— start of SUPPLIED TEXT —
16 of 17 people found the following review helpful
4.0 out of 5 stars Well researched historical fiction, July 19 2007
By M. Burla - Published on Amazon.com
This review is from: Human Traces (Paperback)
Although this is not an "easy" read, it is quite fascinating. The integration of the history of psychology with the story line of two fictional pioneers in the field was extremely well done. I have a degree in psychology, yet found myself learning many new things about the bases of current psychological theory, and I completely enjoyed the trouncing of the Oedipal complex and other parameters of the "Viennese" school even though Freud was never mentioned by name. Faulks draws his characters with style and verve - he has a good handle on both conscious and subconscious motivations, so the people of his novel do come to life and earn a place in your heart.

14 of 15 people found the following review helpful
4.0 out of 5 stars Mental health, Nov 30 2006
By Roger Brunyate "reader/writer/musician" - Published on Amazon.com
This review is from: Human Traces: A Novel (Hardcover)
— end of SUPPLIED TEXT —
— start of RECORDS —
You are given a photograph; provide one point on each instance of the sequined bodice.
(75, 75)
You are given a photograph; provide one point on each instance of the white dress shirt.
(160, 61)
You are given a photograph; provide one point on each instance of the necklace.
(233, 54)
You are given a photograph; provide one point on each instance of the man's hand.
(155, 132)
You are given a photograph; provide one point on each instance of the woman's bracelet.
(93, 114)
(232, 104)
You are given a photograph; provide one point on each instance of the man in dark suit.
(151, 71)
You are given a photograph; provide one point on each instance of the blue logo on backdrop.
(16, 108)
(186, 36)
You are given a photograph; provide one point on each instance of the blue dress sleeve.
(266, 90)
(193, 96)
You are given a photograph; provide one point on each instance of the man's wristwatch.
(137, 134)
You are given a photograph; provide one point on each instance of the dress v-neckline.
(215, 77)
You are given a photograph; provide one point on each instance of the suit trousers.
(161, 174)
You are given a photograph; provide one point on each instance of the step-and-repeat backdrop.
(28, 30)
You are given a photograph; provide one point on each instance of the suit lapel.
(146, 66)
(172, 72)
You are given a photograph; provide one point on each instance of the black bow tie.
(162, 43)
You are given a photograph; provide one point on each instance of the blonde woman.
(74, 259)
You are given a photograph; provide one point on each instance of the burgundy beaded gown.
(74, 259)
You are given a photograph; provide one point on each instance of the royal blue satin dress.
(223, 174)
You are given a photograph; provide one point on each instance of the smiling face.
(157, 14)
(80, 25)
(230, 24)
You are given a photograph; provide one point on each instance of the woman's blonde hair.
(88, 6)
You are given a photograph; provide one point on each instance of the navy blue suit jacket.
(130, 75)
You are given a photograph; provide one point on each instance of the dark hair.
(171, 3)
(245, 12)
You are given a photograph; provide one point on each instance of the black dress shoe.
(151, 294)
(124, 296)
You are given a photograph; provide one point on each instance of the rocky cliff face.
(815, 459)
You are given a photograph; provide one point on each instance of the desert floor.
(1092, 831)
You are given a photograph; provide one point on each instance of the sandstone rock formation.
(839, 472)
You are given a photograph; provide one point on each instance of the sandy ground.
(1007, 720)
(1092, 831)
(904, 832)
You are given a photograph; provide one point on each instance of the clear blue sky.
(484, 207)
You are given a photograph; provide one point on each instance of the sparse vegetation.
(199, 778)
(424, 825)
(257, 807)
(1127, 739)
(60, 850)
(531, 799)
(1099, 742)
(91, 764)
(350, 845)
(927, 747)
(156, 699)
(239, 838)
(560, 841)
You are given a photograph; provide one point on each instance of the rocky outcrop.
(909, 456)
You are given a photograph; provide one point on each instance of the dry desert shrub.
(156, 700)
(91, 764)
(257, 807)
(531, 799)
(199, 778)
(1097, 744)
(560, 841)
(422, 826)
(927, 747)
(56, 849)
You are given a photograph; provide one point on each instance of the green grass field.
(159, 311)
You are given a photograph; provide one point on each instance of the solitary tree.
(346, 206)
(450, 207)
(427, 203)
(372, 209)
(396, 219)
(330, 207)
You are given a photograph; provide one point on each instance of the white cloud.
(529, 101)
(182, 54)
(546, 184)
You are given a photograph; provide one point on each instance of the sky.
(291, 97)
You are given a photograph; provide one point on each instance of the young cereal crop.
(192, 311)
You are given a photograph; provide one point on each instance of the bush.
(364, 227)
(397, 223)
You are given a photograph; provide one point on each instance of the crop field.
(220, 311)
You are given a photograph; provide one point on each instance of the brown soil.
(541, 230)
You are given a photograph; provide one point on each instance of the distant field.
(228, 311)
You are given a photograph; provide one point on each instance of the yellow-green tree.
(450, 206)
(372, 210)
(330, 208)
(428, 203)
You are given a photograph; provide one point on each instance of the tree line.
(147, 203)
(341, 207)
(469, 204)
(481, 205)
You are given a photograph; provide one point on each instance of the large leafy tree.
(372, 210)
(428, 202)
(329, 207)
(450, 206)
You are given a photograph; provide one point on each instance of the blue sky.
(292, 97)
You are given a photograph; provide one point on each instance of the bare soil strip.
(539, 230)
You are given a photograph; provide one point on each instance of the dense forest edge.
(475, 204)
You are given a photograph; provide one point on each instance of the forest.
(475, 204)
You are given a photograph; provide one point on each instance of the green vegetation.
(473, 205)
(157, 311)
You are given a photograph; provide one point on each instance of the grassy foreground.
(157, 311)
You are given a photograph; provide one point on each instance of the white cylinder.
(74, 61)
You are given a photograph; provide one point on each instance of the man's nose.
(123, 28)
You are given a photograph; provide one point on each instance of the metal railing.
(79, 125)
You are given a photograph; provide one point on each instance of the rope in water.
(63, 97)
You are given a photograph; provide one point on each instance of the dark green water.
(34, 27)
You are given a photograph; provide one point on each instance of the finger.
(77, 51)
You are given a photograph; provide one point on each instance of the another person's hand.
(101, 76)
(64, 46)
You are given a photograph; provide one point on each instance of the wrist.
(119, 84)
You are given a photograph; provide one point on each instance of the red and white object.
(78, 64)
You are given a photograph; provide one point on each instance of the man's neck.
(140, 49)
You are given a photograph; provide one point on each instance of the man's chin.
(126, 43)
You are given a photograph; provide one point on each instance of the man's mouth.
— end of RECORDS —
▸ SHORT PROBLEM
In the book reviews, what subject does the reviewer of the paperback edition hold a degree in?

▸ OUTPUT BELOW
Psychology.